Task objective: Rewrite the records starting with the line containing "For each instance of the cub's" and continuing through the line containing "(1128, 284)", substituting "muzzle" for "snout" and leaving all else unchanged.

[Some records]
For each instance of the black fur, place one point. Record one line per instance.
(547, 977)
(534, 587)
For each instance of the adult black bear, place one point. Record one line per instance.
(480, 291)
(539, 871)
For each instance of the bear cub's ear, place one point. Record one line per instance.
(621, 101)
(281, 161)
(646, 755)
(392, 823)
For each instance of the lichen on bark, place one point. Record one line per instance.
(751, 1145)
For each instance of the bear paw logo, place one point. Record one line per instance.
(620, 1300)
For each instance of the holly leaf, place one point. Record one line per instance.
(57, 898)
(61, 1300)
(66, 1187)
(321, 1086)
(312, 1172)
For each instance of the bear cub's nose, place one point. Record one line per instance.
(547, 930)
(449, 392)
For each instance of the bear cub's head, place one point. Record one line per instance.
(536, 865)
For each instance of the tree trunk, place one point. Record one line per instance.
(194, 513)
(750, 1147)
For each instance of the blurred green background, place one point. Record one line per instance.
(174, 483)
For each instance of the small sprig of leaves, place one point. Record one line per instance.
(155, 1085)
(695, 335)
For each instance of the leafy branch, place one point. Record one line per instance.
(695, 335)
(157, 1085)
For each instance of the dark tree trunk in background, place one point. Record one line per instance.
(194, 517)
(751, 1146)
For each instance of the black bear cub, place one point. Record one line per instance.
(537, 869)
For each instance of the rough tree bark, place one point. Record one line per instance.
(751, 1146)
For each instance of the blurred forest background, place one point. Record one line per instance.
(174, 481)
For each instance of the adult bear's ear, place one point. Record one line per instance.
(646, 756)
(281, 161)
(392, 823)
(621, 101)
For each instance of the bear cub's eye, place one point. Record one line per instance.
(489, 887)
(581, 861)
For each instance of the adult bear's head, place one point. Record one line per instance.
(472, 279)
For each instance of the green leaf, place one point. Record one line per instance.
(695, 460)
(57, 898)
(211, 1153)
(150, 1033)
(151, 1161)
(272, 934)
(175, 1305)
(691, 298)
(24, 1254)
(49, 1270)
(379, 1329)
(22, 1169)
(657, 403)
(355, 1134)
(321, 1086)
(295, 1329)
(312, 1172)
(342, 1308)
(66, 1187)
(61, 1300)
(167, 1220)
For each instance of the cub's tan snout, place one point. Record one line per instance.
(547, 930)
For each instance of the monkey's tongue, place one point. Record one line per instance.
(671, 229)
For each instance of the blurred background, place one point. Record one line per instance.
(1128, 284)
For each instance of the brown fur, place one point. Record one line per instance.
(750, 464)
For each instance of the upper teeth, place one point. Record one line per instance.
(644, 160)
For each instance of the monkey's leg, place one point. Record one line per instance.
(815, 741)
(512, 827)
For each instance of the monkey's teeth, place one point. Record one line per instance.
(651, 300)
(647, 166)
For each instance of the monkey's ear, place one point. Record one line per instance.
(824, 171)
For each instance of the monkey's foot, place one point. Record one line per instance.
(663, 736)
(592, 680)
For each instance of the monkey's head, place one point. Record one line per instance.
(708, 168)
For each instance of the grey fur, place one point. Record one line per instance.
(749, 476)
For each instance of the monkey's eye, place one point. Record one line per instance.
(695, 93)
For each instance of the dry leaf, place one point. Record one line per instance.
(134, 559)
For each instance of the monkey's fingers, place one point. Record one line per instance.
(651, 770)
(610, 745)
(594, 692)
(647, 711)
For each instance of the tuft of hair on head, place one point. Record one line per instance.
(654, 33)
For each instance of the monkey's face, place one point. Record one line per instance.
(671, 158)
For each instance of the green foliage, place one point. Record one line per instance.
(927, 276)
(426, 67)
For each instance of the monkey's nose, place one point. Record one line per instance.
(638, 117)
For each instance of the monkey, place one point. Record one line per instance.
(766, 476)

The response:
For each instance of the cub's tan muzzle, place one point. Record one line per instance.
(547, 930)
For each instance of the monkey's tongue, place one point. Record one line per instance.
(671, 229)
For each instance of the blurred background, place one point. Record one line per instance.
(1128, 284)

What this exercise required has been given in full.